[Stored data]
....................

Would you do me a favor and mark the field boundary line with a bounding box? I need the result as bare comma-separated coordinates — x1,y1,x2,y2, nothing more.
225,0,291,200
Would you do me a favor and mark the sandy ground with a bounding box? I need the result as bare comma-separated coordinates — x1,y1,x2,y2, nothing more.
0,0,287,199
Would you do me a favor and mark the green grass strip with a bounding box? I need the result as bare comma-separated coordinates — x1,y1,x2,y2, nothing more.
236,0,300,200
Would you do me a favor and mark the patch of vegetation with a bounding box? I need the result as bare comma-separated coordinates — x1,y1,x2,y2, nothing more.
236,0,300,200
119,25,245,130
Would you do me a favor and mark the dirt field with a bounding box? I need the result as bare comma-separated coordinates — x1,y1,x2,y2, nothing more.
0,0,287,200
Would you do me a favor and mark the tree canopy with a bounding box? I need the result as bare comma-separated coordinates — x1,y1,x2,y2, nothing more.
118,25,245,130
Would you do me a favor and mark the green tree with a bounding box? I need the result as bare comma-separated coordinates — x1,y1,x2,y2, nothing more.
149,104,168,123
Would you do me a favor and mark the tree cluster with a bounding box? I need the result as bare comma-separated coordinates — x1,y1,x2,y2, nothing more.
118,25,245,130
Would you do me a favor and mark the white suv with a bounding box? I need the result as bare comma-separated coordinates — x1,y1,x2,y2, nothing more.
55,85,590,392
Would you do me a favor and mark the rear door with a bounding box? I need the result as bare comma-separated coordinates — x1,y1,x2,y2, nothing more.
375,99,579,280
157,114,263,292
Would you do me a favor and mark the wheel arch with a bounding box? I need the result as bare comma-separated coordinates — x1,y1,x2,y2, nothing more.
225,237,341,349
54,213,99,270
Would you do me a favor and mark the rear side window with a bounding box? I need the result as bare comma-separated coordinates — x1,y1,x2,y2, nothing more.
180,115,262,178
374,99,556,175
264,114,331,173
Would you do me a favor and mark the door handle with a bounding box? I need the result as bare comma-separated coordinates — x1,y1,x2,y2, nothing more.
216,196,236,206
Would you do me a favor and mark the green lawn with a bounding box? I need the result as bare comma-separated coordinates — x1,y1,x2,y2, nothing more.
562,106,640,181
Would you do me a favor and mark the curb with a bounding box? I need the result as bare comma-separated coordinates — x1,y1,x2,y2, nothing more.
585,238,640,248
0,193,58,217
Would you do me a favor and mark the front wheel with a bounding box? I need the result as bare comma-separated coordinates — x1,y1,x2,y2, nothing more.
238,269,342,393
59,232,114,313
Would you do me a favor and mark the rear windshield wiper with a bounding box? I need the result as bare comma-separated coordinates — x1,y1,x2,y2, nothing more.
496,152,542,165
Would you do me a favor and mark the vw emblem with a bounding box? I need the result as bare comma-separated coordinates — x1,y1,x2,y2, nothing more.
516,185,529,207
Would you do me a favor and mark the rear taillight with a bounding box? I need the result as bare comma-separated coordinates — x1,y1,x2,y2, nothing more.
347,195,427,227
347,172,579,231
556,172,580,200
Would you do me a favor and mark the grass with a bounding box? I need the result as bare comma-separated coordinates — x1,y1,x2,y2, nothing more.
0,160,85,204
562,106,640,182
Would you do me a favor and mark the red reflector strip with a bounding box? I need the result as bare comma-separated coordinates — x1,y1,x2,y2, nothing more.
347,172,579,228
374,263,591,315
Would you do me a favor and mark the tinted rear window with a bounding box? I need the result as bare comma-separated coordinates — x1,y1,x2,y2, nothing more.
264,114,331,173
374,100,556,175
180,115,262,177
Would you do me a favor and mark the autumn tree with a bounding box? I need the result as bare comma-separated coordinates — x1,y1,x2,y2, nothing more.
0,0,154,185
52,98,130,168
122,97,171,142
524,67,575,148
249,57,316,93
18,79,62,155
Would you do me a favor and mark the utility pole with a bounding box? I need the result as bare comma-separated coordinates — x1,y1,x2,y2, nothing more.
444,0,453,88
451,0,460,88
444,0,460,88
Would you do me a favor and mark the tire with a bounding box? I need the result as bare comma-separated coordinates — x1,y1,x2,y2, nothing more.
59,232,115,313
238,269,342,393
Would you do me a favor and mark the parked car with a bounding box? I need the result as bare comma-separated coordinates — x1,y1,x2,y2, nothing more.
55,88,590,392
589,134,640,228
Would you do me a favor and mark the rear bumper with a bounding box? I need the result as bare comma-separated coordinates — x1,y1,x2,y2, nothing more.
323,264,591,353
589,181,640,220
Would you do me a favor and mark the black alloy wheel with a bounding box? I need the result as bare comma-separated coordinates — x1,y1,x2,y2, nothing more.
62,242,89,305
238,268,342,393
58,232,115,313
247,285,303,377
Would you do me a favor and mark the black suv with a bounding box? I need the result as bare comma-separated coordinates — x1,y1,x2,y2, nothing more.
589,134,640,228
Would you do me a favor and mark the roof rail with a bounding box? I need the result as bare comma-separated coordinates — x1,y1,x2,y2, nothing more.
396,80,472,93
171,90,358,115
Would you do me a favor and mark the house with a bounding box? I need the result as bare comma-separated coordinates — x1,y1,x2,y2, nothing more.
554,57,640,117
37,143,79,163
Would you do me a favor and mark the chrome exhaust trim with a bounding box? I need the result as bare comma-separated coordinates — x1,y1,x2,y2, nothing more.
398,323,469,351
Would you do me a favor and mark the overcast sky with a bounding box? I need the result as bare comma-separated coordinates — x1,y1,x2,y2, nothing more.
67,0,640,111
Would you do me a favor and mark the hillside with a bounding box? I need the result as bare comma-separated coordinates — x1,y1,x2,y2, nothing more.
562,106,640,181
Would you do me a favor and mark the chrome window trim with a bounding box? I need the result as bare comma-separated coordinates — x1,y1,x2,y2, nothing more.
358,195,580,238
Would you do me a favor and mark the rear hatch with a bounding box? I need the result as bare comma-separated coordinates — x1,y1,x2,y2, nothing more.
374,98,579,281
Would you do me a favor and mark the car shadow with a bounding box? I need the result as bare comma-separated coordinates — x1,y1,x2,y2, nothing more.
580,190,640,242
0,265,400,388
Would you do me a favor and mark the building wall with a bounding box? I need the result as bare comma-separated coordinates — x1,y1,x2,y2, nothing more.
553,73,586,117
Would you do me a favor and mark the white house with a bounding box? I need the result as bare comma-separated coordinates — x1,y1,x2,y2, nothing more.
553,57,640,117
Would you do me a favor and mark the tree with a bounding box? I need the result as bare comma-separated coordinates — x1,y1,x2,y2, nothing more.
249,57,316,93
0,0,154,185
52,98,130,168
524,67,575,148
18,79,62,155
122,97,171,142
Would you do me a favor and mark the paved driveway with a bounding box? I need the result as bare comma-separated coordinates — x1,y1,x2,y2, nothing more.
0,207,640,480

....................

* Given instruction
Repeat word for word the lines of the records from the one containing "Would you do me a favor and mark the black suv" down to the one containing "171,90,358,115", including both.

* Result of the exercise
Would you do me a favor and mark the black suv with a bounding box? I need the result as bare comma-separated coordinates — x1,y1,x2,y2, nothing more.
589,134,640,228
Would you do me a favor and mark the roof rail with a bounding box? I need the result as bare comma-separated coordinates — x1,y1,x2,y2, nothing more.
396,80,472,93
171,90,358,115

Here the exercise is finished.